**Assignment:**
For each statement below, state whether it agrees with the passage on Ebola that follows, answering yes or no and quoting the exact words of the passage that decide it.
1. Half of the mass of the Ebola virus is carbohydrate.
2. Like HIV, Ebola infects only two types of immune cells.
3. Uncontrollable haemorrhaging occurs in every case.

**Excerpted passage:**

......

Another factor in Ebola’s favour is that half its
mass is carbohydrate, the compound that provides
energy for human cells, so again our immune
system doesn’t register the virus as foreign. In
addition, the glycoproteins the virus uses to bind to
receptor sites on host cells are arranged along the
main trunk of the virus, where they lie concealed
beneath leafy side branches. It is only when the
virus is sucked into the interior of the cell that it
severs these branches by hijacking enzymes within
the cell and reveals its true nature. But by then it
is too late. Now the virus can use the cell’s
machinery to produce millions of copies of itself.
From then on it’s a race between the virus and our
immune system. Unlike HIV, which only infects
two types of immune cells, Ebola first infects the
leucocytes, the white cells that patrol the blood and
lymph system. Then it attacks nearly every other
type of cell. This process typically takes between
two and 21 days, with death occurring, on average,
six to 16 days after the onset of the illness.

The first symptoms are fever, headache and
fatigue. But as the virus begins to overwhelm more
cells, the cells burst, prompting a chemical release
that leads to inflammation and toxic shock. As the
viral load increases, patients suffer stomach pains,
bloody diarrhoea, severe sore throats, jaundice
and vomiting. Eventually the viral load becomes
too great, prompting the immune system to go into
overdrive and launch an all-out attack known as a
cytokine storm, which causes even more damage.
The final stage comes when cells infected with the
virus attach themselves to the inside of vessels and
arteries, weakening them to the point where they
begin to leak fluids, leading to a dramatic fall in
blood pressure and multiple organ shutdown. In
half of cases, the result is uncontrollable
haemorrhaging. In the most extreme cases of all
these fluids may seep from the nose and mouth
and it may appear as if victims are weeping “tears
of blood”.

......

**Dataset content:**
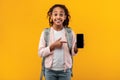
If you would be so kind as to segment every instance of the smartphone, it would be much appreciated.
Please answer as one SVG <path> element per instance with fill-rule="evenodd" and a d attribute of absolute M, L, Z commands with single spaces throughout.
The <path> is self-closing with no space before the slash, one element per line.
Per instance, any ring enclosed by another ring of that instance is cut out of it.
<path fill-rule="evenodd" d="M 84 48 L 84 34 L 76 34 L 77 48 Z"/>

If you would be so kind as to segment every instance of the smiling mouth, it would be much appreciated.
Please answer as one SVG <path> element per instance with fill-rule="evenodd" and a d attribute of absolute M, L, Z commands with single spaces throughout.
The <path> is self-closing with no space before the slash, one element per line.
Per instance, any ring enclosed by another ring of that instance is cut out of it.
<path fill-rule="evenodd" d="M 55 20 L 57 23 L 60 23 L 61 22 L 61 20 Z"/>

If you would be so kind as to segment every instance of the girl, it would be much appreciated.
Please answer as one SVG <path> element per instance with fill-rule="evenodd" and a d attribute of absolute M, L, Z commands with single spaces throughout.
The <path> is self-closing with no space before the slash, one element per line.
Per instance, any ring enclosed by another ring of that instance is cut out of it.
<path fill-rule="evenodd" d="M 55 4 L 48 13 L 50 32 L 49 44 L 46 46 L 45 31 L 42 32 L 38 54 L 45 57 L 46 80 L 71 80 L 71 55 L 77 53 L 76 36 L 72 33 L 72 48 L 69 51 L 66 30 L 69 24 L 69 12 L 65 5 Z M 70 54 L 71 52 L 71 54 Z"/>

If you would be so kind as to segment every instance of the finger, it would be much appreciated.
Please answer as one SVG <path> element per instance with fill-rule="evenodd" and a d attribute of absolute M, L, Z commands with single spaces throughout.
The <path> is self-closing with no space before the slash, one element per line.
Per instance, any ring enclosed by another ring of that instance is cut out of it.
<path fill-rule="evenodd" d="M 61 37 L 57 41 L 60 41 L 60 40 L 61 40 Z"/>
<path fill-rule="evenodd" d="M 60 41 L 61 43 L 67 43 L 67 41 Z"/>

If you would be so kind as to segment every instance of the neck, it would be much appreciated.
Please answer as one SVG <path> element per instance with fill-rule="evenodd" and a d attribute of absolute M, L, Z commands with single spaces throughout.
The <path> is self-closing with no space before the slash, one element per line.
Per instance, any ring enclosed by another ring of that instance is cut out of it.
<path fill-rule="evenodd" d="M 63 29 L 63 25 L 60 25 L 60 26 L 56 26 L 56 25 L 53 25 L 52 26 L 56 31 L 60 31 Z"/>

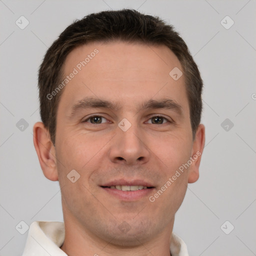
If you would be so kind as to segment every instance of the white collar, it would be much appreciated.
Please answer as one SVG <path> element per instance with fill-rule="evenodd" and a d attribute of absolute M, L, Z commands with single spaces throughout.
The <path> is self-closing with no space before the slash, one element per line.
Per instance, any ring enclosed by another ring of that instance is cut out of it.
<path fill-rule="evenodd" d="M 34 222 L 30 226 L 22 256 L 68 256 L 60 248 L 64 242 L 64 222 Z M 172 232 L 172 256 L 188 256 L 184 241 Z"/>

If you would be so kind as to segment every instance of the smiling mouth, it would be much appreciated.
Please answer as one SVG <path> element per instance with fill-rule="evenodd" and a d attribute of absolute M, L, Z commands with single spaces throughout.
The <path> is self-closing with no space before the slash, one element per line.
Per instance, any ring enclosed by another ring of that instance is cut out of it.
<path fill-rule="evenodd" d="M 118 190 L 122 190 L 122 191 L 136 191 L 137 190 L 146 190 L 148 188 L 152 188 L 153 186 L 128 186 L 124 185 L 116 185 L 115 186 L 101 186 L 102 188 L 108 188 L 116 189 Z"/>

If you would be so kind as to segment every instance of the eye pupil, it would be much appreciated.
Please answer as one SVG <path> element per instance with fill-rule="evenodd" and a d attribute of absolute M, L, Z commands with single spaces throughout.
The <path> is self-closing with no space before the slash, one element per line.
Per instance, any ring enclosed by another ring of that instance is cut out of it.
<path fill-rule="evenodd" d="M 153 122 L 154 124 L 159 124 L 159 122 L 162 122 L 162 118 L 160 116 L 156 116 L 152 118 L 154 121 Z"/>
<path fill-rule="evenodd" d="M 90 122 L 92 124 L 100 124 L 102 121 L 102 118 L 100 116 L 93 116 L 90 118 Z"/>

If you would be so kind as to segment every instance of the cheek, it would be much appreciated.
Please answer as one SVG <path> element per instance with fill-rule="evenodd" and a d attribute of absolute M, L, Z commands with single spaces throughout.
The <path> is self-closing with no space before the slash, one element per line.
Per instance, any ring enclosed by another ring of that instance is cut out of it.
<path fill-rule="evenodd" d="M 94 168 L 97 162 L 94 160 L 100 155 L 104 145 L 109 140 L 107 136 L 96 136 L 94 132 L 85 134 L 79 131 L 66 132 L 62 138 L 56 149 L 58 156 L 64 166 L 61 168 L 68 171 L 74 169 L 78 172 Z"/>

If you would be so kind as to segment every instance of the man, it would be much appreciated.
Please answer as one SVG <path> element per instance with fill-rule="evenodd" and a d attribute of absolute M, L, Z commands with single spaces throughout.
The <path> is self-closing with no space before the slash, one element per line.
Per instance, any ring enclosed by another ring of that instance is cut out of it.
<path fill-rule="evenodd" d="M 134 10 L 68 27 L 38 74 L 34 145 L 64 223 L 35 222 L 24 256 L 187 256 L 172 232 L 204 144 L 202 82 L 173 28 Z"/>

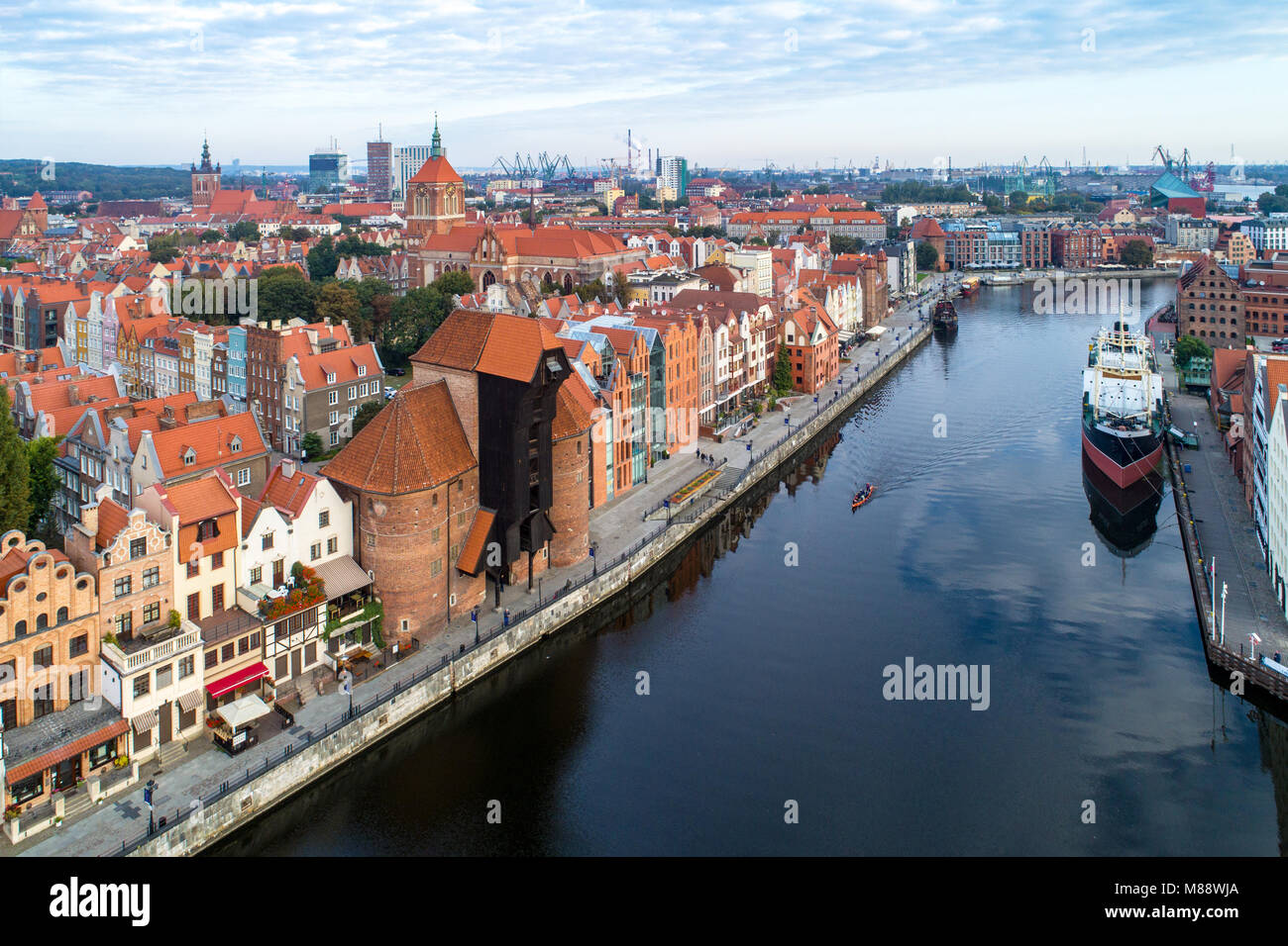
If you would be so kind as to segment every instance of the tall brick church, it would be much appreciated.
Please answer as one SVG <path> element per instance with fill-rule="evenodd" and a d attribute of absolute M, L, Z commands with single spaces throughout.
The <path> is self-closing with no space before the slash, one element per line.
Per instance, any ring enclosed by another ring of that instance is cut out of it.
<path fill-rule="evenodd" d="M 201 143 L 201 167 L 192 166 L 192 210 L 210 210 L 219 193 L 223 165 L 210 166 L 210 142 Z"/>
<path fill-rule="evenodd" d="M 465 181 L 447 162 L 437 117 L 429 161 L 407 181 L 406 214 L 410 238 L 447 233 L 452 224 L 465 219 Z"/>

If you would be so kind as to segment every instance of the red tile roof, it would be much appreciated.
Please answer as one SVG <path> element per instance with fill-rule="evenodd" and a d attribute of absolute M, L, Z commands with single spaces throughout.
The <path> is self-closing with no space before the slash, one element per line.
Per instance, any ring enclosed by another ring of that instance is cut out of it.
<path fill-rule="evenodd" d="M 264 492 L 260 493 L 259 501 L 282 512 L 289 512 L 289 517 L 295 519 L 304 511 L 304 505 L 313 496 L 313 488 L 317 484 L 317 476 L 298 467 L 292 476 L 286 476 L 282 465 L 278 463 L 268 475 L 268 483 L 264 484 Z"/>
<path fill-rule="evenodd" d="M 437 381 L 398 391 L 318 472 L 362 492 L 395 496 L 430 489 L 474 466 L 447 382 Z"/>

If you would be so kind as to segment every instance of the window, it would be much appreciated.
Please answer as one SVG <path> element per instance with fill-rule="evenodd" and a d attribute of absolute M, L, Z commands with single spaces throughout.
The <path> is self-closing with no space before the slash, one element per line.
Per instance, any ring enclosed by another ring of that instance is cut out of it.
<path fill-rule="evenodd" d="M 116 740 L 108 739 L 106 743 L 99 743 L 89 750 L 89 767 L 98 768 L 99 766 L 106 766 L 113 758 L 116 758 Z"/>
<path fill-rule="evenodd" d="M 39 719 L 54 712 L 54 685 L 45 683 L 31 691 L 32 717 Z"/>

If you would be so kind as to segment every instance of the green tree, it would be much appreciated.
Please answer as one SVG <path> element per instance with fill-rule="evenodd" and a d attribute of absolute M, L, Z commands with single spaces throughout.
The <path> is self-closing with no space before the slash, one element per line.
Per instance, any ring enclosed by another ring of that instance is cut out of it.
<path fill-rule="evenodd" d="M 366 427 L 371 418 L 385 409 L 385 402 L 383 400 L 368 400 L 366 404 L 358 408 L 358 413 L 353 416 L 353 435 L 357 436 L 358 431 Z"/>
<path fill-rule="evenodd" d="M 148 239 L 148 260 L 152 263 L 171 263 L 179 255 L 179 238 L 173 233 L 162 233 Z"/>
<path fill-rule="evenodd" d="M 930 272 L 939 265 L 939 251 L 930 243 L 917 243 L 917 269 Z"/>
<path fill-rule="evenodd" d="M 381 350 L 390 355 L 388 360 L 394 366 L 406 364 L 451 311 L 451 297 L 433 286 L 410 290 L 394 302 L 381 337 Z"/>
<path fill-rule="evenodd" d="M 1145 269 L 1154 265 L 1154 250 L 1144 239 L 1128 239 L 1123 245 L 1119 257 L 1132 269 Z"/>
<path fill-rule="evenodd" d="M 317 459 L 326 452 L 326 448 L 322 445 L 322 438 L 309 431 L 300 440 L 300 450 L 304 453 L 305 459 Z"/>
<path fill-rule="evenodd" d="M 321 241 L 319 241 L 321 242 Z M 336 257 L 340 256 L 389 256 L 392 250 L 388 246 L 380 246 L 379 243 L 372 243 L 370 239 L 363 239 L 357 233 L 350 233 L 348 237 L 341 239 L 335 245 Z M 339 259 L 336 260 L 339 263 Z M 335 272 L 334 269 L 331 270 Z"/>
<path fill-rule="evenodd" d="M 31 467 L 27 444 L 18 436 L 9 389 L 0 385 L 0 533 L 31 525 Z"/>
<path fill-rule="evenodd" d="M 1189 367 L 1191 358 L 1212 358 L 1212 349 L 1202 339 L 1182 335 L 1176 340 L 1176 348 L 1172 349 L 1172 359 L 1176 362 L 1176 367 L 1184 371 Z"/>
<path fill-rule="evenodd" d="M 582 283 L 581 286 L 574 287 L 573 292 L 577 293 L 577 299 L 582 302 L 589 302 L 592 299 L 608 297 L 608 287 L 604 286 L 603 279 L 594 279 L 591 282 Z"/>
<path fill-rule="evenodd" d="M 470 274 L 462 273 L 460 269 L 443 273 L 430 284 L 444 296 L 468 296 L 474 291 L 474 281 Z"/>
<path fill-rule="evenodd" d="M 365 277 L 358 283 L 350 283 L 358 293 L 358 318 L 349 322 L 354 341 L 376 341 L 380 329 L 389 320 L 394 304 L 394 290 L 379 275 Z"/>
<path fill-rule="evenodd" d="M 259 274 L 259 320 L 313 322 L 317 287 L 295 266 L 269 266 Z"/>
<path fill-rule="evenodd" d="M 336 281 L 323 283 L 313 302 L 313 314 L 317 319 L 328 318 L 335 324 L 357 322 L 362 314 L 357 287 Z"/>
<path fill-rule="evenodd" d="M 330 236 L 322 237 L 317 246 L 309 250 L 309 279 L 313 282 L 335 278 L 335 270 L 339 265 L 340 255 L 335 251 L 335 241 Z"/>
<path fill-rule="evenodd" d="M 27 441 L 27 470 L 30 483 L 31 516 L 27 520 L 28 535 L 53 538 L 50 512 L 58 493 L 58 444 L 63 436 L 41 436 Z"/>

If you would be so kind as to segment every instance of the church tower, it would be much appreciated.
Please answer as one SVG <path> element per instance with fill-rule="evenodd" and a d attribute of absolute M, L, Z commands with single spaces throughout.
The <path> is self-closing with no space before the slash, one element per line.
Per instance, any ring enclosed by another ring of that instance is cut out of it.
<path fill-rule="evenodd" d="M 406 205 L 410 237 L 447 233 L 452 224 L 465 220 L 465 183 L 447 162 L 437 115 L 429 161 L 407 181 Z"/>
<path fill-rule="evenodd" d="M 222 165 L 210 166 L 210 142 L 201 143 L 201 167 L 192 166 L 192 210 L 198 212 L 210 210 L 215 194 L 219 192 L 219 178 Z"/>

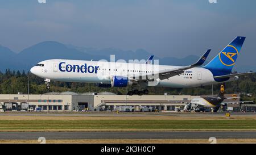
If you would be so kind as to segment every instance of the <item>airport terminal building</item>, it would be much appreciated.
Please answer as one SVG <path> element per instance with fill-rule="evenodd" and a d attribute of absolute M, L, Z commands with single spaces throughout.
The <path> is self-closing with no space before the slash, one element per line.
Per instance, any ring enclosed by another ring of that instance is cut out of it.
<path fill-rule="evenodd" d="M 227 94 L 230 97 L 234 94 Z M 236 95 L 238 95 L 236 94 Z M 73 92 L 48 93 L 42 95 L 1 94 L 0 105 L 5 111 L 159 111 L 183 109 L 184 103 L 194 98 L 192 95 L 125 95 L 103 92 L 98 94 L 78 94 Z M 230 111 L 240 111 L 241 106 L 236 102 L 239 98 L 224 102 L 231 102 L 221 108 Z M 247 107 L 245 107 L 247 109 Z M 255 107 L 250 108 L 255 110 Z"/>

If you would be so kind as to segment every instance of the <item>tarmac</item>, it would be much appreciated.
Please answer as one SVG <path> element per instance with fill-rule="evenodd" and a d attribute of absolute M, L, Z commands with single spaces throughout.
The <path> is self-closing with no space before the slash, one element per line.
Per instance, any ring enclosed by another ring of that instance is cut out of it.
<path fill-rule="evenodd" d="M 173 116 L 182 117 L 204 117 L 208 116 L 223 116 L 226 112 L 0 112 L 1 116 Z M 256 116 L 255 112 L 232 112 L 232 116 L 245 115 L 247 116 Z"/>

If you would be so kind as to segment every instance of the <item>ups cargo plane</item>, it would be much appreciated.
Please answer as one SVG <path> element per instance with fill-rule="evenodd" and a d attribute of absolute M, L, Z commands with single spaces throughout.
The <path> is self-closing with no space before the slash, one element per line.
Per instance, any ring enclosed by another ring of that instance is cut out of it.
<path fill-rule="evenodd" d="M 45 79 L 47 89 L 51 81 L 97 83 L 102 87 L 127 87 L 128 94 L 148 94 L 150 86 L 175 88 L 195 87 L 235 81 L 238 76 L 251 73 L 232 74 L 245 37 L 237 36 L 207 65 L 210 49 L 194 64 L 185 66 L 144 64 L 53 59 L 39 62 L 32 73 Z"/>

......

**Finished exercise:**
1. Yes: "half its mass is carbohydrate"
2. No: "Unlike HIV, which only infects two types of immune cells, Ebola first infects the leucocytes"
3. No: "In half of cases, the result is uncontrollable haemorrhaging."